Work required
From the news article on Cortlan Wickliff, return the passage that begins at the words "June 6, 2013" and stops after the words "doctorate in engineering.", copied word for word.

*** Document section Section Begins ***

Harvard Law grad, 22, heads to College Station for Ph.D.
June 6, 2013
Kyrie O'Connor, Houston Chronicle
This is for students and for all the parents who think their little snowflakes are the brightest things ever: I'm about to ruin your day.
Meet Cortlan Wickliff. Last week, he became one of only two African-American men to graduate from Harvard Law School at the age of 22. Good enough? Not for Cortlan. Later this year, he's headed to Texas A&M to start on his doctorate in engineering.
Cortlan has always moved faster than those around him. In third grade (He notes, "I was 7. I'd already skipped a grade.") he did a report on Dr. Martin Luther King Jr. and learned that King earned a Ph.D. when he was 26. He decided he wanted to do the same, and that he wanted both an engineering and a law degree.
And here's where the parents come in. "My mom could have told me that was impossible, but she said 'OK, let's do the research on what it takes to do that,' " he says "Every time I had a hard time in school, she reminded me of my goal."
Cortlan, who is the youngest of three boys, lost his father when he was 10, but he strongly remembers his support. "My dad used to call me 'doctor' all the time."
The family has lived all over Texas but counts Liberty as where they're from. His mother, Tanya Dugat-Wickliff, earned her doctorate from A&M eight years ago in the same program her son is entering.
Right after Cortlan turned 15, he entered the University of North Texas. "Most moms would not be OK with a son moving three-and-a-half hours from home by himself," he says. "My mom had the option of saying no."

*** Document section Section Ends ***
*** Data listing Section Begins ***

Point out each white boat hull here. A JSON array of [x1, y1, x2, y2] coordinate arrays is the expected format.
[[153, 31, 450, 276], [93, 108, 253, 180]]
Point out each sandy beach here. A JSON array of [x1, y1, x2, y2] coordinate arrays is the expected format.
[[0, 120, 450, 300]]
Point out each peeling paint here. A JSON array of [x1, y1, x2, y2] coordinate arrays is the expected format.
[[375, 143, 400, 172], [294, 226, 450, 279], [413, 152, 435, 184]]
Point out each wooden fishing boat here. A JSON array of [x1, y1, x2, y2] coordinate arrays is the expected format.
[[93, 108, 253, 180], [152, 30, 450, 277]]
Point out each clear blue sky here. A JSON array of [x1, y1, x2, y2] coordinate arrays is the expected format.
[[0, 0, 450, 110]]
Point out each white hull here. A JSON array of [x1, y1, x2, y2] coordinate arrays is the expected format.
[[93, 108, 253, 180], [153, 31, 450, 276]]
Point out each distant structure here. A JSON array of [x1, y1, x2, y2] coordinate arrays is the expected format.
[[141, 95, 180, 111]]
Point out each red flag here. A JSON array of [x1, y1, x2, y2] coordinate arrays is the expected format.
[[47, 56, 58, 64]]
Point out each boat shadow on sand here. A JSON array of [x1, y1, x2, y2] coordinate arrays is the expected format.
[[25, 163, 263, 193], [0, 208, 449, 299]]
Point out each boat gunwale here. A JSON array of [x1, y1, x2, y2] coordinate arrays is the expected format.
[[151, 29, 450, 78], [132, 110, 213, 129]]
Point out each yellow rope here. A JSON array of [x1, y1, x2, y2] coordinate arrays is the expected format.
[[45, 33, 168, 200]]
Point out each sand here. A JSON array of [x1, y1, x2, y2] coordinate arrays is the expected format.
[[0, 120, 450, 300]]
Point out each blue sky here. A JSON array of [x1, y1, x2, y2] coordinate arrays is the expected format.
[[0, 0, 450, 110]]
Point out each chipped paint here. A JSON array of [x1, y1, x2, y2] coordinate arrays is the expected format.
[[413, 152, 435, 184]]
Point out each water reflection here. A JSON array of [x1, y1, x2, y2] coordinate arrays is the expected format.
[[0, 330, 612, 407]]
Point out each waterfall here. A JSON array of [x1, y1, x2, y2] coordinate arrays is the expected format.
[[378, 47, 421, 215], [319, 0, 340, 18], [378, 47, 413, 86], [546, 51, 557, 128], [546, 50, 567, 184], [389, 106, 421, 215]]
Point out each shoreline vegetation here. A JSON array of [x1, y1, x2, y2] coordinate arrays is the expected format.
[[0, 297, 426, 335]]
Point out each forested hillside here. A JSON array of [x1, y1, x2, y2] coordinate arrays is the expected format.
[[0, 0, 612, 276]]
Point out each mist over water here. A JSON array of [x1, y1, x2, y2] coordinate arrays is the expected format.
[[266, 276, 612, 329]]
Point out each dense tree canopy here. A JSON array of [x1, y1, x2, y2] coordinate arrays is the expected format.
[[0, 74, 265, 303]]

*** Data listing Section Ends ***

Reply
June 6, 2013
Kyrie O'Connor, Houston Chronicle
This is for students and for all the parents who think their little snowflakes are the brightest things ever: I'm about to ruin your day.
Meet Cortlan Wickliff. Last week, he became one of only two African-American men to graduate from Harvard Law School at the age of 22. Good enough? Not for Cortlan. Later this year, he's headed to Texas A&M to start on his doctorate in engineering.